[Saved entries]

========

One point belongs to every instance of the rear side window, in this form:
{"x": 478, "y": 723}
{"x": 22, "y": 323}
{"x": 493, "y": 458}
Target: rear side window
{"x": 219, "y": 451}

========

Exercise prompt
Write out the records shown above, exactly as they appear.

Written response
One point belongs to every instance of the rear side window, in this form:
{"x": 478, "y": 723}
{"x": 22, "y": 323}
{"x": 493, "y": 458}
Target: rear side window
{"x": 219, "y": 451}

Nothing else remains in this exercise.